(Provided data Opens)

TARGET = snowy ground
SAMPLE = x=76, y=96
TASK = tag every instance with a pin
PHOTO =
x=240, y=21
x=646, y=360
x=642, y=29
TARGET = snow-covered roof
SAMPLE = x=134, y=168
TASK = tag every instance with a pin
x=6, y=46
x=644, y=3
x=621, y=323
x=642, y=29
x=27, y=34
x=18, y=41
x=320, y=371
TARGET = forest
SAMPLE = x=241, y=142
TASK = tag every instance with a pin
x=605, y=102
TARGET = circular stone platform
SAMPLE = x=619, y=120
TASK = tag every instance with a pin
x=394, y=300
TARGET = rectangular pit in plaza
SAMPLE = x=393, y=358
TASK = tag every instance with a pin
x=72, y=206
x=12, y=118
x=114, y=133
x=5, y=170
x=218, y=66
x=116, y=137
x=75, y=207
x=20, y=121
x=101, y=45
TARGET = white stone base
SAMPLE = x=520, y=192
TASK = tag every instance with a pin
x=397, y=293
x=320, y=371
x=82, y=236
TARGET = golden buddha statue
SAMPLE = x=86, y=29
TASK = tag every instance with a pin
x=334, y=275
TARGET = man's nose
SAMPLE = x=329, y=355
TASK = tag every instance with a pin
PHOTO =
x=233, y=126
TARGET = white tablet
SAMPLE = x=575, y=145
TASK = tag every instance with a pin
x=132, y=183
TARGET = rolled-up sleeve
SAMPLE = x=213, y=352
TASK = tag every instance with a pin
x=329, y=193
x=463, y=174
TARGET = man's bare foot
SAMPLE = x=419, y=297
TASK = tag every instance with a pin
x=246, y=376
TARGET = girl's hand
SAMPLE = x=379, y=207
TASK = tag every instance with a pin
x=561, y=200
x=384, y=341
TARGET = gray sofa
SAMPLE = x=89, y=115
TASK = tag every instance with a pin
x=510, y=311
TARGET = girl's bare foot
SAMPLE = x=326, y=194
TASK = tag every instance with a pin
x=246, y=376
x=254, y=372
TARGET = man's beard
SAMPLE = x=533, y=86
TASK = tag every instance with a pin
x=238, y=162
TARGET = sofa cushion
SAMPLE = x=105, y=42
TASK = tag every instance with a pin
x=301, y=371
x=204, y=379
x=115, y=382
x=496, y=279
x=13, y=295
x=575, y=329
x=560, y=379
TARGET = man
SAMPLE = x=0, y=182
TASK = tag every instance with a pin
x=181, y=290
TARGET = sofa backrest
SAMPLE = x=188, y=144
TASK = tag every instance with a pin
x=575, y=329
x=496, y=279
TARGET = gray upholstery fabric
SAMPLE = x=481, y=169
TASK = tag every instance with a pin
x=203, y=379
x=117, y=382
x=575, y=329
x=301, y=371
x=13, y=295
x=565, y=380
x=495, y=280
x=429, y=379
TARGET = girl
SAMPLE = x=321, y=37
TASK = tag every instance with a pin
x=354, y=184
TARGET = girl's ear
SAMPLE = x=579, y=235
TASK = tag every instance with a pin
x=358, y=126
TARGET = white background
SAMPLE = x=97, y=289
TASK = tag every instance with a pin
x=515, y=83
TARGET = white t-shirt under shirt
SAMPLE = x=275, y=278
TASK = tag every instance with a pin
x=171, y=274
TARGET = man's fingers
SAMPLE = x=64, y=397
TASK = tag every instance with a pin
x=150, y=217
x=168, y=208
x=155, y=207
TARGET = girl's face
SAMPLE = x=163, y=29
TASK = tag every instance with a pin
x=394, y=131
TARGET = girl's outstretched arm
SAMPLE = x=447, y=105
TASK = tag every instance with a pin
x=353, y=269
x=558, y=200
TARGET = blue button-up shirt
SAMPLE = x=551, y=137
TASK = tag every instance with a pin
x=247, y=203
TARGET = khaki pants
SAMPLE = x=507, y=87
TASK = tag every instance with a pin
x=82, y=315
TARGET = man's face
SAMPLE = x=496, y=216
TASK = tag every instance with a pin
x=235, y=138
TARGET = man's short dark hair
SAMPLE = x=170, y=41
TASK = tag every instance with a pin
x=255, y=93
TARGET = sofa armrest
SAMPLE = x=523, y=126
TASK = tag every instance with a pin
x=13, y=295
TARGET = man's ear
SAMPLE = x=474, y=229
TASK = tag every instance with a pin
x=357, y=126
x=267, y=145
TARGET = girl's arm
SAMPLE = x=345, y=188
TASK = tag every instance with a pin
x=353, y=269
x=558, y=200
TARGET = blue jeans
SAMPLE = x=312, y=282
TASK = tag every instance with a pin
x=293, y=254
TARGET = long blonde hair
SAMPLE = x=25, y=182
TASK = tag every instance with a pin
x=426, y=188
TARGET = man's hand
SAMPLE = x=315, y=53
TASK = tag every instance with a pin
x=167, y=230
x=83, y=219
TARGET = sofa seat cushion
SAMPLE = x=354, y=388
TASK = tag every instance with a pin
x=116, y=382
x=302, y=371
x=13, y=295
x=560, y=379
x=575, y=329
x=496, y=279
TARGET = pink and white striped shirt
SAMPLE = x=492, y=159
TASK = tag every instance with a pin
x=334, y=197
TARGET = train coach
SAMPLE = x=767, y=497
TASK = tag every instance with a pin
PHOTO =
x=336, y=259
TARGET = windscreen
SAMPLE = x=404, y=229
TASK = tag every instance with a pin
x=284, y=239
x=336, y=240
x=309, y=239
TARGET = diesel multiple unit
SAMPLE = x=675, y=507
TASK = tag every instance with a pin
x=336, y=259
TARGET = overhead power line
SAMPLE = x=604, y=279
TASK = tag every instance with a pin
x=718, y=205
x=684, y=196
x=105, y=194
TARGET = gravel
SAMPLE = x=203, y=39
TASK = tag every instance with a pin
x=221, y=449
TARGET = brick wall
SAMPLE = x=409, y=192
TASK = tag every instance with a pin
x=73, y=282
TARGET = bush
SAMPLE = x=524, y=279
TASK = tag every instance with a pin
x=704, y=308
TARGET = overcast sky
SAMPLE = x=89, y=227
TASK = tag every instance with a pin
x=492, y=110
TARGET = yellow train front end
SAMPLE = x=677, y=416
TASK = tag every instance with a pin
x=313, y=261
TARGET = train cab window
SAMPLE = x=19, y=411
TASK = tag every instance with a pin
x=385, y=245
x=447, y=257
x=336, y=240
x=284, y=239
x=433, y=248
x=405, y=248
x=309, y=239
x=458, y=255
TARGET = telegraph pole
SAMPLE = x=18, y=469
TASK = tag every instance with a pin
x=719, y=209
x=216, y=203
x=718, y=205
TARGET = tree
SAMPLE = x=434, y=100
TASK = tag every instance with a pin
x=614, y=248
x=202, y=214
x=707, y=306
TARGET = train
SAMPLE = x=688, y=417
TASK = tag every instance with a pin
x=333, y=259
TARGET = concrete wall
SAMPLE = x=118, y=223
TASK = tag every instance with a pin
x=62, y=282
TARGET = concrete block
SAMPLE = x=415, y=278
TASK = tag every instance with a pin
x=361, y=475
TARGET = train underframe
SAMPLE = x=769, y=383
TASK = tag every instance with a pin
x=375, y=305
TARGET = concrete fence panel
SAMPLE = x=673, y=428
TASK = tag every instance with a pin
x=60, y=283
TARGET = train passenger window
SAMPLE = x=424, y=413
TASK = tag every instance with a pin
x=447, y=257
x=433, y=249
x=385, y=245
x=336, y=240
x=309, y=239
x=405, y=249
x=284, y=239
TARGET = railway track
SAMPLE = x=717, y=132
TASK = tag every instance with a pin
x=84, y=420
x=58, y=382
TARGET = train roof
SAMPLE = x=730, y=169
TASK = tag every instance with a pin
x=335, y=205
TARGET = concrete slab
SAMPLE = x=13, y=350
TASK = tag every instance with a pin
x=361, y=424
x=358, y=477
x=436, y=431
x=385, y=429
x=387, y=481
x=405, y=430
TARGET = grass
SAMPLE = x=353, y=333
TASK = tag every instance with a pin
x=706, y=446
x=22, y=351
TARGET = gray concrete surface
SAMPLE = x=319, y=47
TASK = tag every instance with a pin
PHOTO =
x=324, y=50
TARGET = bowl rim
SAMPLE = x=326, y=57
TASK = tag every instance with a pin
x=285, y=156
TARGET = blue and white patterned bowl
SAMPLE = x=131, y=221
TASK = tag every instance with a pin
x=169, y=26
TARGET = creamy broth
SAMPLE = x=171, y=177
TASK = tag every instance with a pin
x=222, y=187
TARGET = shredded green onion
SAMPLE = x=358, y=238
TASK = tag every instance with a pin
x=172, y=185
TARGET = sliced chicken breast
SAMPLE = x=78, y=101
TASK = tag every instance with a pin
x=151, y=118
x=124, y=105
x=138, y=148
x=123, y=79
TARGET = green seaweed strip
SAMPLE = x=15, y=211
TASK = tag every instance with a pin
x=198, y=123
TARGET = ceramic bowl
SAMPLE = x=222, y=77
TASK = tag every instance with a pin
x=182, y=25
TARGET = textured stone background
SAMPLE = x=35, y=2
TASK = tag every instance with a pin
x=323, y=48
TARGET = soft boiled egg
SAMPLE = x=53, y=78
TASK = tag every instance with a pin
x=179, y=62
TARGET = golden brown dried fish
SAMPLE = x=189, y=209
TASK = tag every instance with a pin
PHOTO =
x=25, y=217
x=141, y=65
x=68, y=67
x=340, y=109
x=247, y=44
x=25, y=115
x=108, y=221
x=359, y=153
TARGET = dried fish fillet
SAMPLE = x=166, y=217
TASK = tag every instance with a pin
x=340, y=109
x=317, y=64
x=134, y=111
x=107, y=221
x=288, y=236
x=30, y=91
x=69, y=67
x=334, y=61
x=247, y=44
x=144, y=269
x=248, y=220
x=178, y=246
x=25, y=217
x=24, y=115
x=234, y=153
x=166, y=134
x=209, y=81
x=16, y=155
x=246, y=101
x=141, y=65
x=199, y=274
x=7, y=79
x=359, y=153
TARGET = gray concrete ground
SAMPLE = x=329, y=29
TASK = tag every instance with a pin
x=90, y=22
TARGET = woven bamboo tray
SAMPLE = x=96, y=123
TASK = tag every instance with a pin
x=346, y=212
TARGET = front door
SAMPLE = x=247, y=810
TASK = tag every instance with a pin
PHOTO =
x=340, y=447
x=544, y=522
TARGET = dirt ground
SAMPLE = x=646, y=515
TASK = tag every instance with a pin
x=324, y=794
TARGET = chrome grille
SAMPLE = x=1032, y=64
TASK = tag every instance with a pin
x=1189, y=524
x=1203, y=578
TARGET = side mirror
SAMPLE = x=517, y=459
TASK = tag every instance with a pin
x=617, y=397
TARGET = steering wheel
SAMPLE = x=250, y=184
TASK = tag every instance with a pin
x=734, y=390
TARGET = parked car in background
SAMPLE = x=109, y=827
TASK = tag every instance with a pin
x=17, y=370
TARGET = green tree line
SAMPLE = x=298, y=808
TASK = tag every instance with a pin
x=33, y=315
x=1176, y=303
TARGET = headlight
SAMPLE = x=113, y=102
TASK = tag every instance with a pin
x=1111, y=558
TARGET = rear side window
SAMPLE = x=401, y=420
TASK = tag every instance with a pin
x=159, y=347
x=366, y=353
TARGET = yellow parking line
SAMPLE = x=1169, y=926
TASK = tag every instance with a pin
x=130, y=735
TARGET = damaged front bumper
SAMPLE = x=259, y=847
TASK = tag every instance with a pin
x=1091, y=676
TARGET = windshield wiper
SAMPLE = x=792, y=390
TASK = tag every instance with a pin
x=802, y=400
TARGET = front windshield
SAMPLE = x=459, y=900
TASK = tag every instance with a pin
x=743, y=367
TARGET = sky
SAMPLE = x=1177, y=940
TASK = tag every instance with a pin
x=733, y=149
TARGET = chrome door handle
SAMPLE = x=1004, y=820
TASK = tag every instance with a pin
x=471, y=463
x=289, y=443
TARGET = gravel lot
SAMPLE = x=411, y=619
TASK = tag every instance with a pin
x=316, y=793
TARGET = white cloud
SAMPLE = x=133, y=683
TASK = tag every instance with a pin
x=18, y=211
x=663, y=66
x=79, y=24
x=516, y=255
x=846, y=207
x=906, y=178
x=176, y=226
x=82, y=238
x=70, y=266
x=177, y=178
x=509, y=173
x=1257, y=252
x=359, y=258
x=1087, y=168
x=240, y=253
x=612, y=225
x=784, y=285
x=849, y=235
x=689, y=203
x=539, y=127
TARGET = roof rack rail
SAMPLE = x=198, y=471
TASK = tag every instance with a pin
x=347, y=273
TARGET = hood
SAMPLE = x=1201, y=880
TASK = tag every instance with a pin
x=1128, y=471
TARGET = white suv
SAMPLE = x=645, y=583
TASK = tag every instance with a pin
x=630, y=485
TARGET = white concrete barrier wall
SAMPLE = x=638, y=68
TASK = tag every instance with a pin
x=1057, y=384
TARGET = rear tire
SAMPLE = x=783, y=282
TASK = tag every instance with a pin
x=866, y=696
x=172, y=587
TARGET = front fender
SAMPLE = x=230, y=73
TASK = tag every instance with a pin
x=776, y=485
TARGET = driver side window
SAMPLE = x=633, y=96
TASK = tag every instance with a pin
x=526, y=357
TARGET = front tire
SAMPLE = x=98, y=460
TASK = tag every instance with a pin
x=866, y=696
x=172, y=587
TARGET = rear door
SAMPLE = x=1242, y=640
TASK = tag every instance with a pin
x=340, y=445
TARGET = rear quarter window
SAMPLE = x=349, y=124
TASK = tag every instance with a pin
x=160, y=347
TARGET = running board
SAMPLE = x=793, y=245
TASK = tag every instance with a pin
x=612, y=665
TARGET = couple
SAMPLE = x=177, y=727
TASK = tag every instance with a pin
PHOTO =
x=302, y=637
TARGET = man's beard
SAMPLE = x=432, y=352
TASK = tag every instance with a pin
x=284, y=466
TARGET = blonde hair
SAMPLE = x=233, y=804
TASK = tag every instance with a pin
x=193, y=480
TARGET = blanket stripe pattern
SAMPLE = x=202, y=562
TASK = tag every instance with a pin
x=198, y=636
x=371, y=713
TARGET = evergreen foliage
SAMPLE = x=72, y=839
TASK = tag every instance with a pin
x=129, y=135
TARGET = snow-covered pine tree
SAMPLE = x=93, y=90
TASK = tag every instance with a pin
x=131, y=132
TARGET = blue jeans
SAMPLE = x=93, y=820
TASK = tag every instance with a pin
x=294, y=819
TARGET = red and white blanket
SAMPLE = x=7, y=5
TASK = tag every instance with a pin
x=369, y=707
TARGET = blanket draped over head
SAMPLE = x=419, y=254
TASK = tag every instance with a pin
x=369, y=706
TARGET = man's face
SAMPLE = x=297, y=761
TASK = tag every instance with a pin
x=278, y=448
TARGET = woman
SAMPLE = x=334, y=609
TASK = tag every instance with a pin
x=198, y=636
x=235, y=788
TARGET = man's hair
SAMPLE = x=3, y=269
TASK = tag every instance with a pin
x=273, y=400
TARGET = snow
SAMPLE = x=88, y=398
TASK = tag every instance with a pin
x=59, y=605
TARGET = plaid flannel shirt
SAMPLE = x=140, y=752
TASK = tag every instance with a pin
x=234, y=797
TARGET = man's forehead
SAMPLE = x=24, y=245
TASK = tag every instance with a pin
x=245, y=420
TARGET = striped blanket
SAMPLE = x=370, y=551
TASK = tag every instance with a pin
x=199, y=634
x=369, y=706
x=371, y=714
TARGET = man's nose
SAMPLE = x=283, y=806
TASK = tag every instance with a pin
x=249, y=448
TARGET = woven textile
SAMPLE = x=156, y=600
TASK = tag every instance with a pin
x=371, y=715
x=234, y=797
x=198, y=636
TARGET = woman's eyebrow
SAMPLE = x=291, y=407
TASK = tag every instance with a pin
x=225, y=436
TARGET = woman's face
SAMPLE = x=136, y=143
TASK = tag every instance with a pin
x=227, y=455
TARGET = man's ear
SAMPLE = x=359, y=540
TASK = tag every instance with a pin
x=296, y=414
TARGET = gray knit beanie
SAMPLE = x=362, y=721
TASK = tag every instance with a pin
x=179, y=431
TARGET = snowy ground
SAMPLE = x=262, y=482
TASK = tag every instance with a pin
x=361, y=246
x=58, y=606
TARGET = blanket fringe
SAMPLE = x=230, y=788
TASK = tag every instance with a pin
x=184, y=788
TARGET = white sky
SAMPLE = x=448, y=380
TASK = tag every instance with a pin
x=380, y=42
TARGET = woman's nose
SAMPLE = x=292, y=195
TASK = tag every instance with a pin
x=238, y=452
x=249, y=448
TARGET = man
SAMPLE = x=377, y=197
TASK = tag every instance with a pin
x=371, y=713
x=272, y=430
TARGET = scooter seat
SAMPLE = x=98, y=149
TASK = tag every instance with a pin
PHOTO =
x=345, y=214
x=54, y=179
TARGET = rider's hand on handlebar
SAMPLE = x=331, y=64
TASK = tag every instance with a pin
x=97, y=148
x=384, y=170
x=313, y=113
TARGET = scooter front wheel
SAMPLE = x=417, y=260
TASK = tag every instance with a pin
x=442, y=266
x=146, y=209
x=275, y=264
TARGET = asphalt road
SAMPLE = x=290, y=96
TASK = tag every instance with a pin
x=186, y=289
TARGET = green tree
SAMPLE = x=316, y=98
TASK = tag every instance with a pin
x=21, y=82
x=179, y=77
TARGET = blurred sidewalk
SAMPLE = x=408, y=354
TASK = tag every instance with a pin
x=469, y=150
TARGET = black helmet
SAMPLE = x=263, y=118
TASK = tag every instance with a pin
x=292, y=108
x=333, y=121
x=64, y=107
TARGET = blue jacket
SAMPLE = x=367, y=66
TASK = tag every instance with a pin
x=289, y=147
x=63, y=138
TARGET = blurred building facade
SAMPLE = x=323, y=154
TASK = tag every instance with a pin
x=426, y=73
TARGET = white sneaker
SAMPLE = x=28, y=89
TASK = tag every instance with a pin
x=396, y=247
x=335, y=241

(Provided data Closes)

Start with the line above that contains "TARGET = woven textile" and stop after the line that contains "SAMPLE = x=408, y=354". Output those lines exactly, and only those.

▸ Written response:
TARGET = woven textile
SAMPLE = x=156, y=600
TASK = tag every instance with a pin
x=371, y=715
x=234, y=797
x=198, y=636
TARGET = woman's eyebrow
SAMPLE = x=291, y=407
TASK = tag every instance with a pin
x=225, y=436
TARGET = woman's face
SAMPLE = x=136, y=143
TASK = tag every instance with a pin
x=227, y=455
TARGET = man's ear
SAMPLE = x=359, y=540
TASK = tag every instance with a pin
x=296, y=414
TARGET = gray knit beanie
SAMPLE = x=362, y=721
TASK = tag every instance with a pin
x=179, y=431
TARGET = snowy ground
SAMPLE = x=262, y=482
TASK = tag every instance with a pin
x=361, y=246
x=58, y=606
TARGET = blanket fringe
SAMPLE = x=230, y=788
TASK = tag every instance with a pin
x=184, y=788
TARGET = white sky
SAMPLE = x=448, y=380
TASK = tag every instance with a pin
x=380, y=42
TARGET = woman's nose
SAMPLE = x=292, y=195
TASK = tag every instance with a pin
x=238, y=452
x=249, y=448
TARGET = man
SAMPLE = x=377, y=197
TASK = tag every instance with a pin
x=371, y=713
x=272, y=430
TARGET = scooter seat
SAMPLE = x=98, y=149
TASK = tag every instance with a pin
PHOTO =
x=345, y=214
x=54, y=179
TARGET = rider's hand on handlebar
SAMPLE = x=331, y=64
TASK = tag every instance with a pin
x=97, y=148
x=384, y=170
x=313, y=113
TARGET = scooter front wheel
SAMPLE = x=417, y=260
TASK = tag every instance with a pin
x=442, y=266
x=146, y=209
x=275, y=264
TARGET = asphalt road
SAMPLE = x=290, y=96
TASK = tag every instance with a pin
x=186, y=289
TARGET = green tree
SAMPLE = x=316, y=98
TASK = tag every instance with a pin
x=21, y=82
x=179, y=77
TARGET = blurred sidewalk
SAMPLE = x=408, y=354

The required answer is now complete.